Задание 1: Объясните по рассказу о Пелагее Ивановне, почему люди перестали ее осуждать и стали почитать. Уложитесь в одно-два предложения.

Бывало, она целыми днями и долгое-долгое время по обители ходит, по келлиям, в поле и село; дома никогда почти не лежала, разве ночью, и то самую малость. Возьмет это Полю, с нею и бегает, куда ей только по-ихнему, по-блаженному-то, занадобится. Мы, бывало, знаем, что, кроме нее, некому к нам прийти, не боялись и дверь на ночь никогда не запирали. Днем бегает да бегает, бывало; захочет поесть, меня дома не застанет, к покойнице Матрене Федотьевне прибежит – любила она ее очень. „Катенька, Катенька! – так звала она ее. – Дай мне хлебца, поесть надо, а то отца-то дома у меня нет“. Ну, и покормит ее. Федотьевна тоже чудной жизни была.
Повадилась она этак постоянно бегать в кабак к целовальнику. Люди и рады, и по всячески судят и рядят ее – и пьяница-то она, и такая и сякая. А она, знай себе, ходит да ходит. Вот раз это ночью, гляжу, приносит моя Пелагея Ивановна нагольный тулуп да целый-то пребольшущий узлище пряников. „Поешьте, – говорит, – батюшка“. Я так и обомлела, страх на меня даже напал: „Господи! – думаю, – где же это она взяла столько, да ночью!“ Кто же их, этих блаженных-то, знает? А она веселая, радостная такая, так вот и заливается, приговаривая: „А вы кушайте, кушайте…“ Что же вышло? Как бы вы думали? Кончилось тем, что она своими-то в кабак хождениями две человеческие душеньки спасла. Сам целовальник это мне рассказывал, прося у ней прощения. Задумалось ему погубить жену свою, и вот раз ночью порешил он покончить с нею, завел ее в винный погреб и уже занес было руку, как незаметно за бочками притаившаяся Пелагея Ивановна схватила его руку и закричала: „Что ты делаешь?! Опомнись, безумный!“ И тем спасла их обоих. После этого и хождение в кабак прекратила. Как прознали про это многие, поняв ее прозорливость, перестали осуждать ее и стали почитать.

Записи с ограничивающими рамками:

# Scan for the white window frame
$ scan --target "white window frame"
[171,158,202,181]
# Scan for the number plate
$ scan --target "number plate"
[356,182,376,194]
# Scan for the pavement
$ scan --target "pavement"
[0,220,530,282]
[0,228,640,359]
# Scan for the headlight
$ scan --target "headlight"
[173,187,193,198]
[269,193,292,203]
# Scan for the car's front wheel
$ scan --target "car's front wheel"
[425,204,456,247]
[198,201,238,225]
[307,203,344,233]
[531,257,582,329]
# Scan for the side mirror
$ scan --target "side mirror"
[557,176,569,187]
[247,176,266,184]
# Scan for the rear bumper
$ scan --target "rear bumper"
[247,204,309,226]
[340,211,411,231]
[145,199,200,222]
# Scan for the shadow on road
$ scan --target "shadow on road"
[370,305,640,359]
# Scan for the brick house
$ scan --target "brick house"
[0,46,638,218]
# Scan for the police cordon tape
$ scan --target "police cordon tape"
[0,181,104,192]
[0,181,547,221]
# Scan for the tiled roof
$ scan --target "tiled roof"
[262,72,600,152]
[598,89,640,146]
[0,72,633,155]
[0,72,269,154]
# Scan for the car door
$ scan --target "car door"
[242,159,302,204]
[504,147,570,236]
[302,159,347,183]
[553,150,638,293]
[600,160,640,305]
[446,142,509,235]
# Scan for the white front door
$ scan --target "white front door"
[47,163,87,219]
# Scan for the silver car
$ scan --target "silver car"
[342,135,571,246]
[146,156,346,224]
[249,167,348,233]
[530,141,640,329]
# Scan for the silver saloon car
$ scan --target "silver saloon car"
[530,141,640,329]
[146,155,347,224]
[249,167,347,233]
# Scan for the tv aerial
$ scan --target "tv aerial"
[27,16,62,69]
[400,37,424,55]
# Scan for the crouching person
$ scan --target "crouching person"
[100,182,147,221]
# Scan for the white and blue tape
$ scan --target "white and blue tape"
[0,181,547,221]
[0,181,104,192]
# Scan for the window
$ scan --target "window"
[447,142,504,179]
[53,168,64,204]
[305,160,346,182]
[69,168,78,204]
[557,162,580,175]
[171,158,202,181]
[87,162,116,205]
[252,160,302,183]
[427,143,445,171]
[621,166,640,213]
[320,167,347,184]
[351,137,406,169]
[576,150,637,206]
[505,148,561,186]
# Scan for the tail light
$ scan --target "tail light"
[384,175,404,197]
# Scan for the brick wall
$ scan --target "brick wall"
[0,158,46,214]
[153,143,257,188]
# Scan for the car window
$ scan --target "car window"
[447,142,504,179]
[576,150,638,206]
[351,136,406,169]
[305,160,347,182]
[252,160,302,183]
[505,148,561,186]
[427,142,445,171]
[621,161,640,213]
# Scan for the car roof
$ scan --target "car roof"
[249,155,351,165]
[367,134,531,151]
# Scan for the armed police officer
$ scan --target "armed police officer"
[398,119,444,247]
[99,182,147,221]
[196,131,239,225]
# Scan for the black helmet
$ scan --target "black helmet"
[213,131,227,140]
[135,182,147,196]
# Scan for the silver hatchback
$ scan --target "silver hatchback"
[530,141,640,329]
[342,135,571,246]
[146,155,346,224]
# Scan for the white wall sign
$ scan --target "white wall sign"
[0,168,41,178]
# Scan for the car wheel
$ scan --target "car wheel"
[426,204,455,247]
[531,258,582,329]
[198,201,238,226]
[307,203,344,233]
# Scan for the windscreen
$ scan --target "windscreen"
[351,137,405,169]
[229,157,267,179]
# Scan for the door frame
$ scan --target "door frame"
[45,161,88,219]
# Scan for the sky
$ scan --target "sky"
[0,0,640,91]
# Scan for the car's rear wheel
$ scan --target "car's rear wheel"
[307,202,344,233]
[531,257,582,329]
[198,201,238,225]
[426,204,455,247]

Задание 2: Перепишите записи с самого начала до строки с «[446,142,509,235]» включительно, заменив «Scan for» на «Locate». Остальное не меняйте и выведите только эти строки.

Результат 1: Многие узнали, что своими хождениями в кабак Пелагея Ивановна спасла две души: ночью в погребе она остановила руку целовальника, когда он хотел погубить свою жену. Поняв из этого ее прозорливость, люди перестали ее осуждать и стали почитать.

Результат 2:
# Locate the white window frame
$ scan --target "white window frame"
[171,158,202,181]
# Locate the number plate
$ scan --target "number plate"
[356,182,376,194]
# Locate the pavement
$ scan --target "pavement"
[0,220,530,282]
[0,228,640,359]
# Locate the headlight
$ scan --target "headlight"
[173,187,193,198]
[269,193,292,203]
# Locate the car's front wheel
$ scan --target "car's front wheel"
[425,204,456,247]
[198,201,238,225]
[307,203,344,233]
[531,257,582,329]
# Locate the side mirror
$ scan --target "side mirror"
[557,176,569,187]
[247,176,266,184]
# Locate the rear bumper
$ scan --target "rear bumper"
[247,204,309,226]
[340,211,411,231]
[145,199,200,222]
# Locate the shadow on road
$ scan --target "shadow on road"
[370,305,640,359]
# Locate the brick house
$ scan --target "brick house"
[0,46,638,218]
# Locate the police cordon tape
$ scan --target "police cordon tape"
[0,181,104,192]
[0,181,547,221]
# Locate the tiled roof
$ scan --target "tiled roof"
[262,72,600,152]
[598,89,640,146]
[0,72,633,155]
[0,72,269,154]
# Locate the car door
$ scan --target "car door"
[242,159,302,204]
[504,147,570,236]
[302,159,347,183]
[553,150,638,293]
[600,160,640,305]
[446,142,509,235]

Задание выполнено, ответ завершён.